§ Work instruction
After locating the line that contains "the thorn in the photo above.", restate it and each later line word for word through the end of the records.
*-*-*
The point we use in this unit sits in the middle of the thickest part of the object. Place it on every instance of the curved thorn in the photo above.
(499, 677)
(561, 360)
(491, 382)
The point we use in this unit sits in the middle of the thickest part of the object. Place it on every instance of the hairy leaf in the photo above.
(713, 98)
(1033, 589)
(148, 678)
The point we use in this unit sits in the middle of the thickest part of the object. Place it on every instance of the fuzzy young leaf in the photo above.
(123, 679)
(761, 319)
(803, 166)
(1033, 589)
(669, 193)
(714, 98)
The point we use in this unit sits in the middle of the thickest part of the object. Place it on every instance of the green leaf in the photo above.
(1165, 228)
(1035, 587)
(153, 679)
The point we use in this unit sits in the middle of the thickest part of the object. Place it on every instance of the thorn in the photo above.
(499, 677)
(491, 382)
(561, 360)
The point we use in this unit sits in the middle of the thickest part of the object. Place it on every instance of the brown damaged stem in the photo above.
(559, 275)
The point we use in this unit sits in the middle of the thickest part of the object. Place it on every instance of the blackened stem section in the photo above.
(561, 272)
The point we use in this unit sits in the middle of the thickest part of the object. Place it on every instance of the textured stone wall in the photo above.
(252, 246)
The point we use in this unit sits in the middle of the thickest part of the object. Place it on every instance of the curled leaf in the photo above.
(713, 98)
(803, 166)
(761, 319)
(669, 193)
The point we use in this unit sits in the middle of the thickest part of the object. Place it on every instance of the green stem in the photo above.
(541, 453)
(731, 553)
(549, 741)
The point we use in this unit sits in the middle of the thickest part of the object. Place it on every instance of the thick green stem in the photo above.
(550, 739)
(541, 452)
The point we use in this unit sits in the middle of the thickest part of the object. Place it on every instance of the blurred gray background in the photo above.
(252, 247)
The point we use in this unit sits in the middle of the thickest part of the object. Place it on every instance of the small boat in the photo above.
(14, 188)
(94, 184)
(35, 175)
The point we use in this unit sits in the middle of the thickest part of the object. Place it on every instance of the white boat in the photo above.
*-*-*
§ Exercise response
The point we use in this unit sits in the middle of the thickest part of the object. Place it on every instance of the thorn in the photo above.
(499, 677)
(491, 382)
(561, 360)
The point we use in this unit sits in the middle of the thickest part of the object. Place it on every instance of the brown damaged stem in the photo above.
(559, 275)
The point we use in this unit sits in the middle of the thickest part of the object. Place it on every instance of the blackened stem section in the photo above.
(561, 272)
The point we use in this unit sits in the middle of the thickest part of the object. Place it on every instance of the textured stone wall in the photo above.
(252, 246)
The point we use in this unit sits in the middle of the thickest part of the object. Place it on every instance of the curled leaf in the photo above.
(713, 98)
(803, 166)
(761, 319)
(669, 193)
The point we use in this unit sits in the middle of the thickest part of the object. Place it on every instance of the green stem in the photo above.
(541, 453)
(731, 553)
(549, 741)
The point we use in this unit sits in the middle of the thickest part of the object. Place it on every instance of the thick green stem in the photo above.
(550, 739)
(541, 452)
The point we use in this unit sits in the middle of the thickest part of the object. Place it on every instance of the blurred gray background in the photo above.
(252, 247)
The point we use in this unit sits in the middle of the thickest part of the object. Place it on every instance of the small boat in the photo above.
(14, 188)
(94, 184)
(35, 175)
The point we use in this unit sits in the middle of the thickest part of the object. Place it on every instance of the white boat in the photo above.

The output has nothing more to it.